[RECORDS SUPPLIED — start]
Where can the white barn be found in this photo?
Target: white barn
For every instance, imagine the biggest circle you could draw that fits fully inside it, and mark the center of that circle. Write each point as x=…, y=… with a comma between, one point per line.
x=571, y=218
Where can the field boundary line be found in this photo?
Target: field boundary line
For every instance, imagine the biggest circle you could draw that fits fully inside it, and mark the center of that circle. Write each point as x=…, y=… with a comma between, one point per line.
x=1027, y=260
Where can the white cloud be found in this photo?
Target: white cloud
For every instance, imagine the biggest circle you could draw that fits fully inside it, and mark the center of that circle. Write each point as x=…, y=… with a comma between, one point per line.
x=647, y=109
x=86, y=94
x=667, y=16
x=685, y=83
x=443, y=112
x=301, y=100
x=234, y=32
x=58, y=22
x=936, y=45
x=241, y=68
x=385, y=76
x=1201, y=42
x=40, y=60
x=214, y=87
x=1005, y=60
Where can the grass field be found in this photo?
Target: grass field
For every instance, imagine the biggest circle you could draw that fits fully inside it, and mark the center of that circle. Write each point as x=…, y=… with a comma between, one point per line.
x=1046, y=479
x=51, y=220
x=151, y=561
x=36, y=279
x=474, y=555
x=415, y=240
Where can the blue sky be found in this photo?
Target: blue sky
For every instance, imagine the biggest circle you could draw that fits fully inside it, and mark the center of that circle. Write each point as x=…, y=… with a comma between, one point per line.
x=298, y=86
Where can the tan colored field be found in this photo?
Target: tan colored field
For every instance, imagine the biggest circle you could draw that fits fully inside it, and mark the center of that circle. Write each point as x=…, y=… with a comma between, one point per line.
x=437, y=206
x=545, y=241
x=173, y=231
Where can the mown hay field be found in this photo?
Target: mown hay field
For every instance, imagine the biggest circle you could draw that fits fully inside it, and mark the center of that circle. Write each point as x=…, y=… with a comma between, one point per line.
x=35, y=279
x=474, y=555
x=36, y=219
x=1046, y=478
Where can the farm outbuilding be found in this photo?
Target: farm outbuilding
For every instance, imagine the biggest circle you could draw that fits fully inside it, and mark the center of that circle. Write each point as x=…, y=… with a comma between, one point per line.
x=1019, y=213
[RECORDS SUPPLIED — finish]
REQUIRED WORK>
The lines from the one with "Where can the farm" through the final line of the data are to be reproduced exactly, both included, with no other lines.

ANSWER SECTION>
Where can the farm outbuilding be found in this photo?
Target: farm outbuilding
For every instance, imagine the biggest circle you could draw that fits fully inside it, and mark the center of that circle. Write each point as x=…, y=… with a comma between, one point per line.
x=1019, y=213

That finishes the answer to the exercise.